Each of the toys in this simple movie has the capability to teach us volumes about ourselves if we will take the time to understand what we can glean from them. Before exploring this, however, I must deviate from the topic of this iconic Christmas movie to explain how God revealed my identity in Him to me. He did so not through this film, however, but a more recent production.
A few years ago, I (Donna Howell) experienced one of the more amazing demonstrations of God’s communication in my life. The clarity of His voice has only been this clear and incredible a few times in my entire walk with Him, and this lesson from our precious Lord had His sense of humor written all over it. I laughed, cried, clapped, and wiggled around in my seat. His message to me not only came repeatedly—and in the exact same framework for delivery—just like the living Word spoken/written by the same Author, each time I listened to what He was telling me, I found there were layers I hadn’t caught before.
####################
## Stated task A
Answer these questions about the devotional passage, one per line:
(i) Did God reveal the writer's identity in Him through the Christmas movie or through something else?
(ii) What name does the writer give in parentheses?
(iii) What four reactions does the writer list after hearing the lesson?
## Stated task B
Print the devotional passage word for word from "A few years" up to and including "hadn’t caught before.".
## Stated task C
Carry on the devotional passage from its last sentence.
The records that follow were taken from a separate source and are not part of the devotional passage.

## Listing
####################
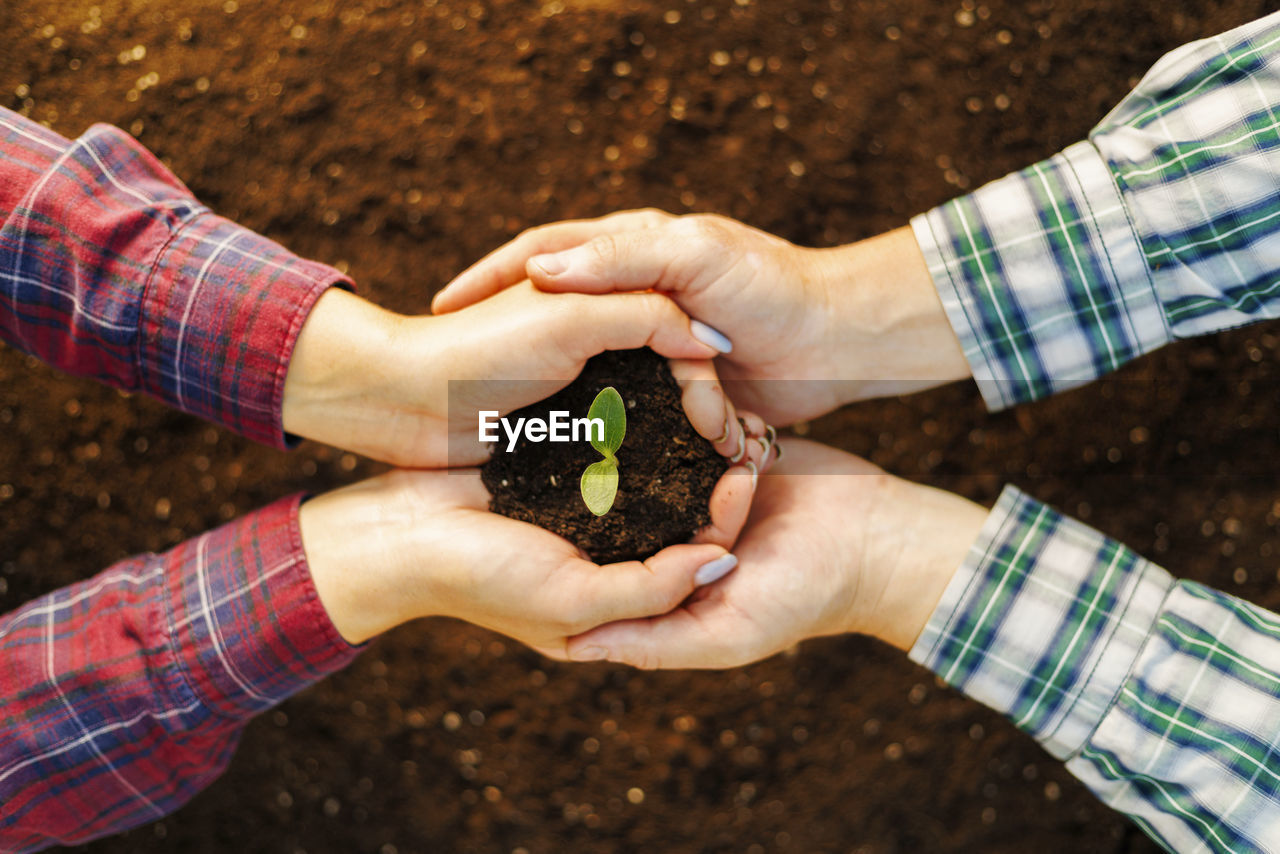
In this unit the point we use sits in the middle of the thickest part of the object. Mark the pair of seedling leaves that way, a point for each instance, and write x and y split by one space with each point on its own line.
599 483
####################
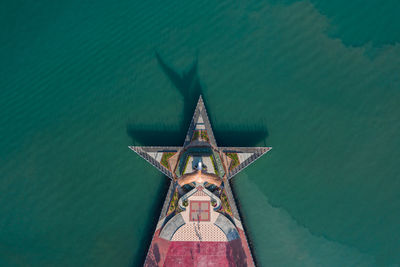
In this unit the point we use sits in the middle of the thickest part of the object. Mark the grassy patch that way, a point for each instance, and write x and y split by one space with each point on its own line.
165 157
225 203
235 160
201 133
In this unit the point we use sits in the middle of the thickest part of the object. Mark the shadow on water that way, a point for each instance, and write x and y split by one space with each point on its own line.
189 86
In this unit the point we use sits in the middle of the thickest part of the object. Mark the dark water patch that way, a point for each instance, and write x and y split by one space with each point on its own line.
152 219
####################
## Exercise answer A
(i) Through a more recent production, not the Christmas movie.
(ii) Donna Howell.
(iii) Laughed, cried, clapped, and wiggled around in the seat.

## Exercise answer B
A few years ago, I (Donna Howell) experienced one of the more amazing demonstrations of God’s communication in my life. The clarity of His voice has only been this clear and incredible a few times in my entire walk with Him, and this lesson from our precious Lord had His sense of humor written all over it. I laughed, cried, clapped, and wiggled around in my seat. His message to me not only came repeatedly—and in the exact same framework for delivery—just like the living Word spoken/written by the same Author, each time I listened to what He was telling me, I found there were layers I hadn’t caught before.

## Exercise answer C
Knowing I needed to document what was happening at the time while my thoughts and feelings were fresh, I finally sat down at my computer one night and began typing. I worked on the piece, titled “Heroic Freaks,” clickety-clacking away at the keyboard without stopping until it was all out on paper.
I had no idea if this testimony would ever be shared with anyone, or if it would float around in my computer for years and only minister to me, myself, when I wanted to remember the season God defined me in the sweetest and most comically memorable light, but it didn’t matter. A still voice told me to put what happened down on paper, so I did…
Months later, I received a phone call from Thomas Horn, CEO of Defender Publishing and SkyWatch Television. Like oh-so-many times prior, he had another book he wanted me to consider writing: “The Island of Misfit Toys,” he said. “From Rudolph! All those toys that feel broken and useless, never being chosen by Santa to ride the sleigh to a child’s home where they can fulfil a purpose. The symbolism of the lion on the island. The ‘Charlie-in-the-box,’ the ‘squirt gun that only shoots peanut butter and jelly,’ the ‘train with square wheels.’ It’s all there! You know where I’m going with this, right?”
Of course I did. I knew from the word “misfits” where he was “going with this.”
Why? How?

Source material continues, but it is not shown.